• The request: Render each line of the records below as a numbered list, skipping blank lines.

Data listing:
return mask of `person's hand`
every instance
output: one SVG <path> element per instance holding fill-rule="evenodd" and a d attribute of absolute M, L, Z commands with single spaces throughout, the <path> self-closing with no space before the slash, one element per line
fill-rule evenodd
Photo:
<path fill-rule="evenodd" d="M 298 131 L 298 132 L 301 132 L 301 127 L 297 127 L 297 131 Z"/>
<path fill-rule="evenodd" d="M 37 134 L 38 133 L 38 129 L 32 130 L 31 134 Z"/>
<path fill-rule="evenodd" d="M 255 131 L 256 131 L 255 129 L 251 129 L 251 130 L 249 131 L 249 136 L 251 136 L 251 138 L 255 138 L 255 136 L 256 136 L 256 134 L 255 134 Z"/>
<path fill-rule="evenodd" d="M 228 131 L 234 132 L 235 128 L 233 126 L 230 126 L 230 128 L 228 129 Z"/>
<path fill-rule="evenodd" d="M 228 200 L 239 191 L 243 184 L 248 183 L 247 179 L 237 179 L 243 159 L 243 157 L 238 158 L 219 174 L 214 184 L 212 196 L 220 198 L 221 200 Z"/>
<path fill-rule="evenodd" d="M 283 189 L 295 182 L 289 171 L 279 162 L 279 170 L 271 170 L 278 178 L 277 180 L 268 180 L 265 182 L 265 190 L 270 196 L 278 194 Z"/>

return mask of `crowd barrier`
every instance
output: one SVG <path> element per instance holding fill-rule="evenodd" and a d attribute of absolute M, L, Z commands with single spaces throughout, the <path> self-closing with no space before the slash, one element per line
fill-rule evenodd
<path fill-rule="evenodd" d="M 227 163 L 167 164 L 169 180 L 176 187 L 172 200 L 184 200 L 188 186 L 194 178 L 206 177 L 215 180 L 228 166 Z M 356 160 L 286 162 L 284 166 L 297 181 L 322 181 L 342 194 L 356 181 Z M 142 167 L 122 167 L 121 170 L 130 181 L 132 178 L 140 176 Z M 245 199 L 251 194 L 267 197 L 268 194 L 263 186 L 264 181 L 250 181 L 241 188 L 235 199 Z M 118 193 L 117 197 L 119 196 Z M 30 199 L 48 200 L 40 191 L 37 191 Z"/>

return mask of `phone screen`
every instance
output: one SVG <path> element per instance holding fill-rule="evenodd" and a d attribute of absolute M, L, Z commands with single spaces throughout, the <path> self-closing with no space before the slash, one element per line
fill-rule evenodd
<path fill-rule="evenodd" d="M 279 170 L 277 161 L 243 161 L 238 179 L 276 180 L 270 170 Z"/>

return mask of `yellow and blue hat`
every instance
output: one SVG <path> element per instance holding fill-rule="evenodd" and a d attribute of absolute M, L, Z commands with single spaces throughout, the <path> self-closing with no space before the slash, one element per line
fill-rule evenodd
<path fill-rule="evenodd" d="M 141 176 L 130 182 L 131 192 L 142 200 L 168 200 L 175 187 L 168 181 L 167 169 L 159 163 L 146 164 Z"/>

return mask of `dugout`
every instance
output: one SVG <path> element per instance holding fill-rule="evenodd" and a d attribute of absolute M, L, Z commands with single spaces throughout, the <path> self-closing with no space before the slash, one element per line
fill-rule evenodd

• Answer to the problem:
1. return mask of `person's hand`
2. every instance
3. output: one SVG <path> element per instance holding fill-rule="evenodd" and a d attribute of absolute M, L, Z commands with single spaces throughout, the <path> self-closing with no space before the slash, one element per line
4. fill-rule evenodd
5. Photo:
6. <path fill-rule="evenodd" d="M 298 131 L 298 132 L 301 132 L 301 127 L 297 127 L 297 131 Z"/>
7. <path fill-rule="evenodd" d="M 37 134 L 38 133 L 38 129 L 32 130 L 31 134 Z"/>
8. <path fill-rule="evenodd" d="M 255 131 L 256 131 L 255 129 L 251 129 L 251 130 L 249 131 L 249 136 L 251 136 L 251 138 L 255 138 L 255 136 L 256 136 L 256 134 L 255 134 Z"/>
9. <path fill-rule="evenodd" d="M 228 131 L 234 132 L 235 128 L 233 126 L 230 126 L 230 128 L 228 129 Z"/>
10. <path fill-rule="evenodd" d="M 228 200 L 239 191 L 243 184 L 248 183 L 247 179 L 237 179 L 243 159 L 243 157 L 238 158 L 219 174 L 214 184 L 212 196 L 220 198 L 221 200 Z"/>
11. <path fill-rule="evenodd" d="M 283 189 L 295 182 L 289 171 L 279 162 L 279 170 L 271 170 L 278 178 L 277 180 L 268 180 L 265 182 L 265 190 L 270 196 L 278 194 Z"/>
12. return mask of `crowd barrier`
13. every instance
14. output: one SVG <path> element per instance holding fill-rule="evenodd" and a d attribute of absolute M, L, Z commands with single spaces throughout, the <path> self-closing with no space before the slash, one element per line
15. fill-rule evenodd
16. <path fill-rule="evenodd" d="M 227 163 L 167 164 L 169 180 L 176 187 L 172 200 L 184 200 L 188 186 L 194 178 L 206 177 L 215 180 L 228 166 Z M 356 160 L 286 162 L 284 166 L 297 181 L 322 181 L 342 194 L 356 181 Z M 142 167 L 122 167 L 121 170 L 130 181 L 132 178 L 140 176 Z M 245 199 L 251 194 L 267 197 L 268 194 L 263 186 L 264 181 L 250 181 L 241 188 L 235 199 Z M 118 193 L 117 197 L 119 196 Z M 30 199 L 48 200 L 40 191 L 37 191 Z"/>
17. return mask of `phone screen`
18. every instance
19. output: one SVG <path> element per instance holding fill-rule="evenodd" and a d attribute of absolute M, L, Z commands with single spaces throughout, the <path> self-closing with no space before the slash, one element per line
20. fill-rule evenodd
21. <path fill-rule="evenodd" d="M 279 170 L 277 161 L 243 161 L 238 179 L 276 180 L 270 170 Z"/>
22. return mask of `yellow and blue hat`
23. every instance
24. output: one SVG <path> element per instance holding fill-rule="evenodd" and a d attribute of absolute M, L, Z commands with single spaces throughout, the <path> self-closing with no space before the slash, one element per line
25. fill-rule evenodd
26. <path fill-rule="evenodd" d="M 141 176 L 130 182 L 131 192 L 142 200 L 168 200 L 175 187 L 168 181 L 167 169 L 159 163 L 146 164 Z"/>
27. return mask of `dugout`
28. every instance
29. output: one SVG <path> element per instance holding fill-rule="evenodd" and a d attribute of absolute M, L, Z commands with single spaces throughout, the <path> self-closing with no space before the slash, one element per line
30. fill-rule evenodd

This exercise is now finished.